[Box-labeled dataset extracts]
————————
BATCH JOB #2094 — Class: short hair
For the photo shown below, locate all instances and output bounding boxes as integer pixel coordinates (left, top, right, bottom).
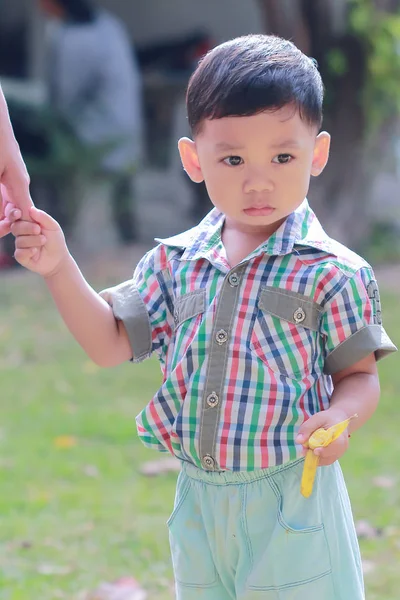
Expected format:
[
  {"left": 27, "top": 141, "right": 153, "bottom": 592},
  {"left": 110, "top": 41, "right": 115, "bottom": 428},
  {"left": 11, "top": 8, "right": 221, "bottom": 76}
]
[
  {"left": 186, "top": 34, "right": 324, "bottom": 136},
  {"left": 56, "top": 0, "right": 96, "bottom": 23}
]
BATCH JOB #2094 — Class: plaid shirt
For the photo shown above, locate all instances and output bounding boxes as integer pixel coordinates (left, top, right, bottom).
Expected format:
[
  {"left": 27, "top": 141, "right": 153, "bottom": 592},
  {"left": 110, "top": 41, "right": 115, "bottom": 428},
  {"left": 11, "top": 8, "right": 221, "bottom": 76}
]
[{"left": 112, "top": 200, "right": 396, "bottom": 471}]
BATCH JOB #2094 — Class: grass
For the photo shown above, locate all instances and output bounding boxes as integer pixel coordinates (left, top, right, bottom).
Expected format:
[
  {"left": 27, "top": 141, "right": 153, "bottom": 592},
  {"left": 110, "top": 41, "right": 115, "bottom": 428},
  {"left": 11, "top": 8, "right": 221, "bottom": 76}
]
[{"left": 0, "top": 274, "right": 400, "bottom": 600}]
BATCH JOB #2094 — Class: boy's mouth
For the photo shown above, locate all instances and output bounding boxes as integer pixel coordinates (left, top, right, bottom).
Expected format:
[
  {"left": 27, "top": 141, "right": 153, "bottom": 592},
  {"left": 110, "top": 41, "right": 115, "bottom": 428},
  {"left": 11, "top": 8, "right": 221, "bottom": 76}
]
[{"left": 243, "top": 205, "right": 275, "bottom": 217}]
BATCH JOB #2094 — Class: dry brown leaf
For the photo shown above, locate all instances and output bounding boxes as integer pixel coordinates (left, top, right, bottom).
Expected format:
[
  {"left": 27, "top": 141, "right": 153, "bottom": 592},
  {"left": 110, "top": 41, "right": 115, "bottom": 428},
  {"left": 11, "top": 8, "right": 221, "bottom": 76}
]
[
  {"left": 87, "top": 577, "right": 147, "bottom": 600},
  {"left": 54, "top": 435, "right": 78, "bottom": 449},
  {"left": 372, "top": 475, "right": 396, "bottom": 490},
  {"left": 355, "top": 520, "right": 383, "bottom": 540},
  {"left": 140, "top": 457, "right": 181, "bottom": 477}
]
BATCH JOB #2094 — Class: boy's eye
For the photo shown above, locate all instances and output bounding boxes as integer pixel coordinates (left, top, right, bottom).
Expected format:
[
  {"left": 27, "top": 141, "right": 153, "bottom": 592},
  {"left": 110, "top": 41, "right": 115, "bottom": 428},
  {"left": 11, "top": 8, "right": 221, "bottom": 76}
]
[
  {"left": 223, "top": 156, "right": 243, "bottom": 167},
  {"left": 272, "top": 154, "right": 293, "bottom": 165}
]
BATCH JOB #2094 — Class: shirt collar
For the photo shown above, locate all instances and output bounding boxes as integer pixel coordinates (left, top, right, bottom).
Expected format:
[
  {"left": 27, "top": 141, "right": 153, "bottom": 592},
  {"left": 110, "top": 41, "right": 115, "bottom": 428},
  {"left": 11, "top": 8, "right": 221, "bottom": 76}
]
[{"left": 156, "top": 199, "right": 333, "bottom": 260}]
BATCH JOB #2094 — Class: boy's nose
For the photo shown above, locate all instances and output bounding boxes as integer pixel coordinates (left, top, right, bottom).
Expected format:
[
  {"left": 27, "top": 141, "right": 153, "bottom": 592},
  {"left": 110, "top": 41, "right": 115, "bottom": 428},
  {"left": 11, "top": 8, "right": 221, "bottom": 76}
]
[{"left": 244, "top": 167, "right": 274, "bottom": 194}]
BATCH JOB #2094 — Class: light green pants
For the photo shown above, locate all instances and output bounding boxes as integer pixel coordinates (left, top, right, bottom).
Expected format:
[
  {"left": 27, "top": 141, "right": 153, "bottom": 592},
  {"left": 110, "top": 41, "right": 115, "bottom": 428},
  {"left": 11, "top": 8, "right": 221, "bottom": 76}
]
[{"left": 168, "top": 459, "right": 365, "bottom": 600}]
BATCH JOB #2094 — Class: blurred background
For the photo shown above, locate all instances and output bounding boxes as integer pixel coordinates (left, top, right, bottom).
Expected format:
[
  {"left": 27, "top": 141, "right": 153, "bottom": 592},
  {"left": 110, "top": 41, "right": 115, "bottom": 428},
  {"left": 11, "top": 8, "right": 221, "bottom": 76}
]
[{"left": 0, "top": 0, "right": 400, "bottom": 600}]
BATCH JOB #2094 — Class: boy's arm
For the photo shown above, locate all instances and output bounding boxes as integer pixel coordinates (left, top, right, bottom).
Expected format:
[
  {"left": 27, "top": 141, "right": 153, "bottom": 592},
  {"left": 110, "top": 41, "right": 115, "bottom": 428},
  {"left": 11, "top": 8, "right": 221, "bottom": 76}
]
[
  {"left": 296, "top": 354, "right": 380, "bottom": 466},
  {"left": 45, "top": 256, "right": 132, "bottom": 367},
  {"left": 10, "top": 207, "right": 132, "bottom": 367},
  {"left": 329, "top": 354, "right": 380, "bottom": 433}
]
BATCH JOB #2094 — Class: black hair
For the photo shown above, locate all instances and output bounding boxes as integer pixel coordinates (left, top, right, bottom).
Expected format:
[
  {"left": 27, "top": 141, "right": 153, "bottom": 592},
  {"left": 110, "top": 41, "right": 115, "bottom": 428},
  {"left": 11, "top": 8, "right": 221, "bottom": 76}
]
————————
Work to do »
Reproduce all of the entries above word for word, but leave the picture out of your copy.

Exercise answer »
BATCH JOB #2094 — Class: short hair
For the photo shown below, locate all instances and output bounding boxes as integer pixel coordinates (left, top, right, bottom).
Expected format:
[
  {"left": 27, "top": 141, "right": 153, "bottom": 592},
  {"left": 110, "top": 41, "right": 115, "bottom": 428},
  {"left": 11, "top": 8, "right": 221, "bottom": 76}
]
[
  {"left": 186, "top": 34, "right": 324, "bottom": 136},
  {"left": 56, "top": 0, "right": 96, "bottom": 23}
]
BATCH JOB #2094 — Class: plaid shirt
For the photo shown above, locate all instances and output bounding boxes as integer pixel coordinates (left, top, right, bottom).
Expected format:
[
  {"left": 27, "top": 141, "right": 153, "bottom": 592},
  {"left": 110, "top": 41, "right": 115, "bottom": 428},
  {"left": 11, "top": 8, "right": 221, "bottom": 76}
]
[{"left": 112, "top": 200, "right": 396, "bottom": 471}]
BATCH JOB #2094 — Class: grass
For the photo shown above, locate all instances and output bounding boxes as integer pixel coordinates (left, top, right, bottom).
Expected format:
[
  {"left": 27, "top": 141, "right": 153, "bottom": 592},
  {"left": 110, "top": 41, "right": 115, "bottom": 428},
  {"left": 11, "top": 8, "right": 221, "bottom": 76}
]
[{"left": 0, "top": 274, "right": 400, "bottom": 600}]
BATCH JOB #2094 — Class: boy's mouth
For the photo shown above, locate all instances and output bounding boxes as integer pixel coordinates (left, top, right, bottom).
Expected format:
[
  {"left": 27, "top": 141, "right": 153, "bottom": 592},
  {"left": 110, "top": 41, "right": 115, "bottom": 428},
  {"left": 11, "top": 8, "right": 221, "bottom": 76}
]
[{"left": 243, "top": 205, "right": 275, "bottom": 217}]
BATCH JOB #2094 — Class: dry brown leaf
For the photo shown above, locate all instances and output bounding boxes as integer pixel coordinates (left, top, right, bottom).
Expected format:
[
  {"left": 27, "top": 141, "right": 153, "bottom": 592},
  {"left": 110, "top": 41, "right": 115, "bottom": 428},
  {"left": 11, "top": 8, "right": 221, "bottom": 76}
]
[
  {"left": 87, "top": 577, "right": 147, "bottom": 600},
  {"left": 54, "top": 435, "right": 78, "bottom": 449},
  {"left": 372, "top": 475, "right": 396, "bottom": 490},
  {"left": 355, "top": 520, "right": 383, "bottom": 540},
  {"left": 140, "top": 457, "right": 181, "bottom": 477}
]
BATCH JOB #2094 — Class: boy's eye
For the photo shown above, locate all instances and output bounding boxes as integer pixel coordinates (left, top, right, bottom).
Expected format:
[
  {"left": 27, "top": 141, "right": 153, "bottom": 592},
  {"left": 110, "top": 41, "right": 115, "bottom": 428},
  {"left": 11, "top": 8, "right": 221, "bottom": 76}
]
[
  {"left": 223, "top": 156, "right": 243, "bottom": 167},
  {"left": 272, "top": 154, "right": 293, "bottom": 165}
]
BATCH JOB #2094 — Class: shirt collar
For the photo shown above, locate all instances and output bounding boxes as integer pixel coordinates (left, top, right, bottom).
Expected format:
[
  {"left": 27, "top": 141, "right": 153, "bottom": 592},
  {"left": 110, "top": 41, "right": 115, "bottom": 428},
  {"left": 11, "top": 8, "right": 221, "bottom": 76}
]
[{"left": 156, "top": 199, "right": 333, "bottom": 260}]
BATCH JOB #2094 — Class: boy's nose
For the photo shown above, locate all instances and output bounding boxes as integer pixel coordinates (left, top, right, bottom).
Expected format:
[
  {"left": 27, "top": 141, "right": 153, "bottom": 592},
  {"left": 110, "top": 41, "right": 115, "bottom": 428},
  {"left": 11, "top": 8, "right": 221, "bottom": 76}
]
[{"left": 244, "top": 167, "right": 274, "bottom": 194}]
BATCH JOB #2094 — Class: light green pants
For the photo shown above, locate all instances and output bounding boxes as integer pixel coordinates (left, top, right, bottom).
Expected format:
[
  {"left": 27, "top": 141, "right": 153, "bottom": 592},
  {"left": 110, "top": 41, "right": 115, "bottom": 428},
  {"left": 11, "top": 8, "right": 221, "bottom": 76}
]
[{"left": 168, "top": 459, "right": 365, "bottom": 600}]
BATCH JOB #2094 — Class: blurred background
For the photo shown above, locate all instances and output bounding boxes as integer pixel coordinates (left, top, right, bottom).
Expected format:
[
  {"left": 27, "top": 141, "right": 153, "bottom": 592},
  {"left": 110, "top": 41, "right": 115, "bottom": 428},
  {"left": 11, "top": 8, "right": 221, "bottom": 76}
]
[{"left": 0, "top": 0, "right": 400, "bottom": 600}]
BATCH JOB #2094 — Class: boy's arm
For the photo shown above, locate all instances and output bounding boxes as integer pixel coordinates (left, top, right, bottom).
Expected format:
[
  {"left": 27, "top": 141, "right": 153, "bottom": 592},
  {"left": 110, "top": 41, "right": 115, "bottom": 428},
  {"left": 11, "top": 8, "right": 221, "bottom": 76}
]
[
  {"left": 296, "top": 354, "right": 380, "bottom": 466},
  {"left": 45, "top": 256, "right": 132, "bottom": 367},
  {"left": 10, "top": 207, "right": 132, "bottom": 367},
  {"left": 329, "top": 354, "right": 380, "bottom": 433}
]
BATCH JOB #2094 — Class: black hair
For the photo shown above, locate all instances and output bounding boxes as integer pixel coordinates (left, top, right, bottom).
Expected format:
[
  {"left": 27, "top": 141, "right": 153, "bottom": 592},
  {"left": 110, "top": 41, "right": 115, "bottom": 428},
  {"left": 11, "top": 8, "right": 221, "bottom": 76}
]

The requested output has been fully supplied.